### TO DO
Could you transcribe the material below exactly, without leaving out a single line?

#### TASK DATA ####

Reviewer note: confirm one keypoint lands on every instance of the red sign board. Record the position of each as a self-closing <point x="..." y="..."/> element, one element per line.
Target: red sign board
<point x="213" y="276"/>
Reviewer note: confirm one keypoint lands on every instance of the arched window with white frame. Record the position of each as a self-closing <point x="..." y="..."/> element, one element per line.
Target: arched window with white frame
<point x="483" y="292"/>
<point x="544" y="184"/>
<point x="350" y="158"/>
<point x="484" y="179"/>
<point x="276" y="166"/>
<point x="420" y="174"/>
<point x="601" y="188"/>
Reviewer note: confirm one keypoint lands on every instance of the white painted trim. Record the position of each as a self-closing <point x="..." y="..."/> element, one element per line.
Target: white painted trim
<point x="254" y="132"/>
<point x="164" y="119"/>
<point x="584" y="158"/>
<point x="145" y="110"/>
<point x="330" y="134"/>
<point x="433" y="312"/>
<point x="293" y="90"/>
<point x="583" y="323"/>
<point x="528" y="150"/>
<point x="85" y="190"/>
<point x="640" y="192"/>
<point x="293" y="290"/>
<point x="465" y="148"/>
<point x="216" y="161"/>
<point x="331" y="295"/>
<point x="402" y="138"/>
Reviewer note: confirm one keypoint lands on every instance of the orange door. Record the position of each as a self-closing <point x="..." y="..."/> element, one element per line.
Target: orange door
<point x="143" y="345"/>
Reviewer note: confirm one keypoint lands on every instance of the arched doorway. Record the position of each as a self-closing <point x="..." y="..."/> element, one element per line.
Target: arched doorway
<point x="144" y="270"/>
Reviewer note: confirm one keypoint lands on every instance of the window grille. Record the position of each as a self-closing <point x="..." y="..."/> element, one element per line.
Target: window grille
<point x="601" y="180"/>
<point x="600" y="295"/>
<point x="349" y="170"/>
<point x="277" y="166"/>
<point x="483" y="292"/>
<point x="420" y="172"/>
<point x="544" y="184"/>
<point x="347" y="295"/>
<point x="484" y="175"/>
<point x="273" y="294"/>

####

### EXERCISE OUTPUT
Reviewer note: confirm one keypoint lands on every instance of the red sign board. Record the position of each as a self-closing <point x="..." y="..."/> element, one element per line.
Target: red sign board
<point x="213" y="276"/>
Reviewer note: confirm one keypoint lands on every instance of the arched window with white frame. Record the position of each as a self-closing <point x="..." y="..."/> element, one element per line.
Target: arched window with white frame
<point x="483" y="292"/>
<point x="544" y="184"/>
<point x="350" y="158"/>
<point x="484" y="179"/>
<point x="276" y="166"/>
<point x="420" y="174"/>
<point x="601" y="188"/>
Reviewer note: confirm one keypoint lands on every instance of the white painted trim. Record the position of each as a self-closing <point x="..." y="..."/> element, one element per line.
Target: white painted trim
<point x="254" y="132"/>
<point x="164" y="119"/>
<point x="584" y="158"/>
<point x="145" y="110"/>
<point x="330" y="134"/>
<point x="433" y="312"/>
<point x="293" y="90"/>
<point x="583" y="323"/>
<point x="528" y="150"/>
<point x="85" y="190"/>
<point x="640" y="192"/>
<point x="293" y="290"/>
<point x="465" y="148"/>
<point x="216" y="161"/>
<point x="331" y="295"/>
<point x="402" y="138"/>
Reviewer note: confirm one keypoint lands on every instance of the orange door. Record the position of each as a self-closing <point x="..." y="..."/> element, one element per line.
Target: orange door
<point x="143" y="345"/>
Reviewer note: confirm one keypoint lands on every instance of the arched doorway. Record the position of each as a self-closing <point x="..." y="..."/> element, one element per line.
Target: arched doorway
<point x="144" y="270"/>
Reviewer note: confirm one keypoint lands on every instance of the window grille. Record the position of each as a self-closing <point x="..." y="..."/> element, one element per line.
Target: window grille
<point x="601" y="180"/>
<point x="600" y="295"/>
<point x="349" y="170"/>
<point x="277" y="166"/>
<point x="483" y="292"/>
<point x="420" y="172"/>
<point x="544" y="184"/>
<point x="347" y="295"/>
<point x="484" y="175"/>
<point x="273" y="294"/>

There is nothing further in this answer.